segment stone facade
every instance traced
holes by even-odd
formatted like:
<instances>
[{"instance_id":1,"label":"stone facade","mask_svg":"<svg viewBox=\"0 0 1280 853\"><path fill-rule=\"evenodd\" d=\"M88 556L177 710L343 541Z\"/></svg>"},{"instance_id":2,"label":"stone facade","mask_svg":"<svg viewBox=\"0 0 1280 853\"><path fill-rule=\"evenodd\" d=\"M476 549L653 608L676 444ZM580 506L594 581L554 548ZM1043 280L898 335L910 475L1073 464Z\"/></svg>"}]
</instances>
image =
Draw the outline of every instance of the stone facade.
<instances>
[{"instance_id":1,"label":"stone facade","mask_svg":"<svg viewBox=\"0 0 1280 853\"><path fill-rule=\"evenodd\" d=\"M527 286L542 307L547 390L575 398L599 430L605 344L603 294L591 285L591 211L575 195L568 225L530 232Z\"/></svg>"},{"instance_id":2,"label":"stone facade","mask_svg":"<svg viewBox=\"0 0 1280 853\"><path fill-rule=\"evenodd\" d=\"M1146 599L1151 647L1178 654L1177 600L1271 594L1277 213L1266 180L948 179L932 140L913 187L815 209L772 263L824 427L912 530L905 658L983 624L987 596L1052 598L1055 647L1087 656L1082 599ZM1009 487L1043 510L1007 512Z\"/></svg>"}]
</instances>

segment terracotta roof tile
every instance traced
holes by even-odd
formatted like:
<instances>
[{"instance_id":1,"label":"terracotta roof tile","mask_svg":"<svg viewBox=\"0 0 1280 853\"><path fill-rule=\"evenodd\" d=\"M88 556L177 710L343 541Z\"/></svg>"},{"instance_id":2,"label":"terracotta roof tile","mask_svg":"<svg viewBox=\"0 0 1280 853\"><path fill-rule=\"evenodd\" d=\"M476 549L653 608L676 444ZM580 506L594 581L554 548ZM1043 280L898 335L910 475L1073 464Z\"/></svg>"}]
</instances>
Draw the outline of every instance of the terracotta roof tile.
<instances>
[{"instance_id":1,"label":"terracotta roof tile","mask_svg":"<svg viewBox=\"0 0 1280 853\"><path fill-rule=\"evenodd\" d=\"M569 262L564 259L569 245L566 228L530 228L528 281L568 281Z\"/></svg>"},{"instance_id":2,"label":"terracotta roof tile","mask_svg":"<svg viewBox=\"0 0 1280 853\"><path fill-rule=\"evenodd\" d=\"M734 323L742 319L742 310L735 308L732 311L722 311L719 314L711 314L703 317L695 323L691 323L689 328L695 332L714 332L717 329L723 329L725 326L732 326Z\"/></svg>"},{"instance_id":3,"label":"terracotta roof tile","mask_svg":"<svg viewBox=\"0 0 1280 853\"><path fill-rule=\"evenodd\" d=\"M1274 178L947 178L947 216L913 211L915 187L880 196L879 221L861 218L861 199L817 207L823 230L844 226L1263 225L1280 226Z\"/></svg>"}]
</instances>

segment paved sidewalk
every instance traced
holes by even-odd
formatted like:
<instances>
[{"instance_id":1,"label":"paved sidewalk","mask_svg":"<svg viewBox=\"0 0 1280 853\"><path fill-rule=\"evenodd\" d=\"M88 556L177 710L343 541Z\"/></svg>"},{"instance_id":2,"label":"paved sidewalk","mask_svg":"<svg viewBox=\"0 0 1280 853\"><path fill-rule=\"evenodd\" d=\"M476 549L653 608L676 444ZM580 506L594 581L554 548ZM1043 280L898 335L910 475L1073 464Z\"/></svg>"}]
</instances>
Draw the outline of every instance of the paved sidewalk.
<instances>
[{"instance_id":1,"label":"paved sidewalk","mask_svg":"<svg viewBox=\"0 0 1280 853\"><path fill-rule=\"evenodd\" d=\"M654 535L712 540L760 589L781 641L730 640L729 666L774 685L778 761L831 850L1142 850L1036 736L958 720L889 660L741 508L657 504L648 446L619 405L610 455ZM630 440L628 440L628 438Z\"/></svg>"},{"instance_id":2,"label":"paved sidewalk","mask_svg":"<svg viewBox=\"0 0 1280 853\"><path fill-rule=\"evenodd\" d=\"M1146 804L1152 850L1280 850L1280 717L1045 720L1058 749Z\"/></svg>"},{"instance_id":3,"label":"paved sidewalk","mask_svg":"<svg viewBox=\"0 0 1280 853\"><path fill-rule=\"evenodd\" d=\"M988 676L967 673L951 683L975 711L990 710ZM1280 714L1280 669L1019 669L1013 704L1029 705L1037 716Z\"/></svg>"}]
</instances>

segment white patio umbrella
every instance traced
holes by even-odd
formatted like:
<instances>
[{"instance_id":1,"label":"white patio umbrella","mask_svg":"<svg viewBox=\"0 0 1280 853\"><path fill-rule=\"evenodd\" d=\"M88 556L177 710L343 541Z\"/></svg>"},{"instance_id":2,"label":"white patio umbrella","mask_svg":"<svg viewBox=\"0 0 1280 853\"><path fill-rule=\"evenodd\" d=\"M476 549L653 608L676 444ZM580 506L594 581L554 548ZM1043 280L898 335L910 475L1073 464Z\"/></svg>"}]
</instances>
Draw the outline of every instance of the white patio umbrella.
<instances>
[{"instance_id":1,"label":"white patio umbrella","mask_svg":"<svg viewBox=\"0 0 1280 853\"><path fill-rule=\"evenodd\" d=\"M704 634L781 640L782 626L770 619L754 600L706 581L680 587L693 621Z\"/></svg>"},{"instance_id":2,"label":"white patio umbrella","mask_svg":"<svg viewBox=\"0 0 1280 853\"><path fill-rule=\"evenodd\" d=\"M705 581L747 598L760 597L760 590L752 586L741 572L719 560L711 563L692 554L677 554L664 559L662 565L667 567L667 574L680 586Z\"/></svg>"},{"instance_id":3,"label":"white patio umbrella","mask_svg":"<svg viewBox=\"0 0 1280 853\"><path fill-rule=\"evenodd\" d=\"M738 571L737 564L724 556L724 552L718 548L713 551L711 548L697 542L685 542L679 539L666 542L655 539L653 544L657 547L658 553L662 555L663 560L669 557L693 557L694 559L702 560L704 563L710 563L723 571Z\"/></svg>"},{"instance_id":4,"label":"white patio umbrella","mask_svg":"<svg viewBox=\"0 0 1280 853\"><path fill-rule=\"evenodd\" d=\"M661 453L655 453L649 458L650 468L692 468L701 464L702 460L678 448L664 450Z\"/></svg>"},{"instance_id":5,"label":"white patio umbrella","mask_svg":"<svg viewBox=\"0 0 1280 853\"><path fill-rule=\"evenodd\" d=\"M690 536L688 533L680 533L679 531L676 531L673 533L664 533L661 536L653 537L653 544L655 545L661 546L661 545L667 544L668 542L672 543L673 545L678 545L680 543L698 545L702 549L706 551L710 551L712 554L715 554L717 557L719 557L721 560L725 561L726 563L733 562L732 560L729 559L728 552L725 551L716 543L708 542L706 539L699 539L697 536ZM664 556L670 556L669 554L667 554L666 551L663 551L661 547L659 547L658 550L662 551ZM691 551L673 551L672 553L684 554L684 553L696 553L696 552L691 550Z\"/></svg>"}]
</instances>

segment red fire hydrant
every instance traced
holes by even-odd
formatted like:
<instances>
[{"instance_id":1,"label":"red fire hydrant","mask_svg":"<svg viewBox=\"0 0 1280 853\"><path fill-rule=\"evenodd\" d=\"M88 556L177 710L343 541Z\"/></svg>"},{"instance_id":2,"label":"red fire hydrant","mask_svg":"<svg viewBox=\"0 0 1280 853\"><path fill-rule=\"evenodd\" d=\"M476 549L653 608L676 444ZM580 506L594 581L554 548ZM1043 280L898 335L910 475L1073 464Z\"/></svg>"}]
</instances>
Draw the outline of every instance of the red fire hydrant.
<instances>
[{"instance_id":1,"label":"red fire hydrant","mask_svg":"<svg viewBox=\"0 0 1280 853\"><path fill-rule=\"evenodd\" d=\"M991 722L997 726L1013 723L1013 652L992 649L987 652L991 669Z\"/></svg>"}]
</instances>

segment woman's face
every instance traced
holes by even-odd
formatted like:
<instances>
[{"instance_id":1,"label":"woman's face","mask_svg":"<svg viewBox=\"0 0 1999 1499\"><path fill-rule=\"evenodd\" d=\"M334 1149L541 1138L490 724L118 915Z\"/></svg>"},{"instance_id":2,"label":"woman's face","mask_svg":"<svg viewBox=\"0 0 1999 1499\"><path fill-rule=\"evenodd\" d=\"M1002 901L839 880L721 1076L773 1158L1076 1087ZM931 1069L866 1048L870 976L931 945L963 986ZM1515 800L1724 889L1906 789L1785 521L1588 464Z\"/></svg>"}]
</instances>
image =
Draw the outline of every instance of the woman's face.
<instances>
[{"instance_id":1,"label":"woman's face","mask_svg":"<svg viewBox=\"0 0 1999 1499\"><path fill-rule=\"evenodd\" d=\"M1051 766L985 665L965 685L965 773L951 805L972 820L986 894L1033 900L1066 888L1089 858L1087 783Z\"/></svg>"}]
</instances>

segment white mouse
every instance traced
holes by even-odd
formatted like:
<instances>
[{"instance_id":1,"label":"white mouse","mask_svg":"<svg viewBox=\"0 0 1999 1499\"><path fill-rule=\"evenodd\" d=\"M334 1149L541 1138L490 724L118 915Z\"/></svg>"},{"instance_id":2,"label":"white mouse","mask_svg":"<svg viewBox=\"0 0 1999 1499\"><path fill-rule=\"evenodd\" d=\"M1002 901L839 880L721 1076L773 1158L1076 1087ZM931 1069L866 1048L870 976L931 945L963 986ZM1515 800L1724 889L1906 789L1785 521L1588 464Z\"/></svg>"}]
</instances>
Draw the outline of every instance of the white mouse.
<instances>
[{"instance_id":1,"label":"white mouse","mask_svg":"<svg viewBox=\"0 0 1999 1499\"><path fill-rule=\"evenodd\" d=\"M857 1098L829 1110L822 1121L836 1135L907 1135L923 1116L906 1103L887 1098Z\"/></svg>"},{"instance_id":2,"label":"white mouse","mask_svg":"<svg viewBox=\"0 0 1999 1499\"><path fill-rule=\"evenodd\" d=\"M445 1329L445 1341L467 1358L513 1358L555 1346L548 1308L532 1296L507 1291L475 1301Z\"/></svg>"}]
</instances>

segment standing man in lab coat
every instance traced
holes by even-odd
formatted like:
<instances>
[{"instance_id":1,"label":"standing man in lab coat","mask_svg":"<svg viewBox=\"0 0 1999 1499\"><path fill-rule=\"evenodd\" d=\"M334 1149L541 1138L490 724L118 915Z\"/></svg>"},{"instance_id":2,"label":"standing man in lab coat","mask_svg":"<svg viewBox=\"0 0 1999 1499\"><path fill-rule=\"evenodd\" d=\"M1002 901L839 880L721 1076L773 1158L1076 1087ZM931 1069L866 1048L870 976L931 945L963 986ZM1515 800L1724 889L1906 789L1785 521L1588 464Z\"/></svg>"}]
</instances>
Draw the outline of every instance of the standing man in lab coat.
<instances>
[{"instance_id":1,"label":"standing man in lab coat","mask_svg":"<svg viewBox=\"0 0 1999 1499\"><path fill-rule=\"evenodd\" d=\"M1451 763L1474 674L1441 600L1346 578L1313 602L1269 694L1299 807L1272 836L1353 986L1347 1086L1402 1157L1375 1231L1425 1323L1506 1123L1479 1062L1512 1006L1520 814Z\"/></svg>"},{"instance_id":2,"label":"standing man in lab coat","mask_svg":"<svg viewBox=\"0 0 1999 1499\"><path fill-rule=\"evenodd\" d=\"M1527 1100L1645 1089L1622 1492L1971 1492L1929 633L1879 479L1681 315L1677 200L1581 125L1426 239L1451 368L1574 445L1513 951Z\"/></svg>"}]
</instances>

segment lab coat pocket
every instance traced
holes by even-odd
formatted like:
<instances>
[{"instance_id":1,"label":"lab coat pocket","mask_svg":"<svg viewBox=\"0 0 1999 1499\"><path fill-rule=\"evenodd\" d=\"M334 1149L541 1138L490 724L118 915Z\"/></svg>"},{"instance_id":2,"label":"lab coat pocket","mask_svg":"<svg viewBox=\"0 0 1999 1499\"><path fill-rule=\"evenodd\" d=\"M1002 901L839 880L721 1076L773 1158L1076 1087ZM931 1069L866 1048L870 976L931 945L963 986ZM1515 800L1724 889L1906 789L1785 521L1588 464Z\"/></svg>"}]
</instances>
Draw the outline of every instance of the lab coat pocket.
────────────────
● REQUIRED ACTION
Lines that contain "pocket" are the result; find them in the entries above and copy each one.

● RESPONSE TO THIS EXERCISE
segment lab coat pocket
[{"instance_id":1,"label":"lab coat pocket","mask_svg":"<svg viewBox=\"0 0 1999 1499\"><path fill-rule=\"evenodd\" d=\"M334 1149L541 1138L490 724L118 915Z\"/></svg>"},{"instance_id":2,"label":"lab coat pocket","mask_svg":"<svg viewBox=\"0 0 1999 1499\"><path fill-rule=\"evenodd\" d=\"M1002 901L839 880L721 1076L773 1158L1076 1087ZM931 1069L866 1048L870 976L931 945L963 986ZM1515 800L1724 889L1906 789L1785 521L1588 464Z\"/></svg>"}]
Draw the outline of every instance of the lab coat pocket.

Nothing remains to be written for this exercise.